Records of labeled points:
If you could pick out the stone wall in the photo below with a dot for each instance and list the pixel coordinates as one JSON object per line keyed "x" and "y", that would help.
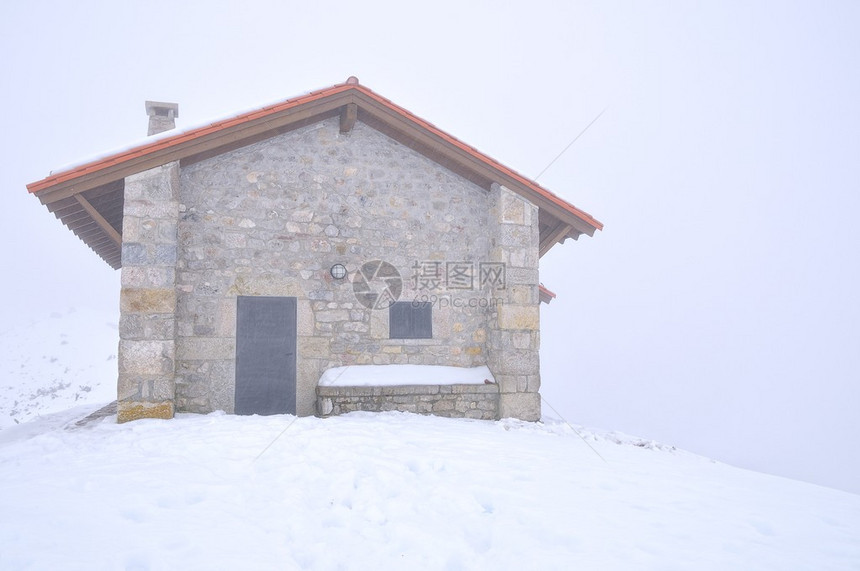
{"x": 147, "y": 351}
{"x": 458, "y": 401}
{"x": 514, "y": 333}
{"x": 273, "y": 217}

▸ EXERCISE DESCRIPTION:
Could you transcribe every line of the records above word for word, omitting the pictures?

▸ OUTPUT FOR THIS TASK:
If you could pick out the stone wall in the photo below with a dot for each instance and list the pixel coordinates as one JSON object per line keyed "x" and "y", that would help.
{"x": 147, "y": 351}
{"x": 458, "y": 401}
{"x": 514, "y": 333}
{"x": 273, "y": 217}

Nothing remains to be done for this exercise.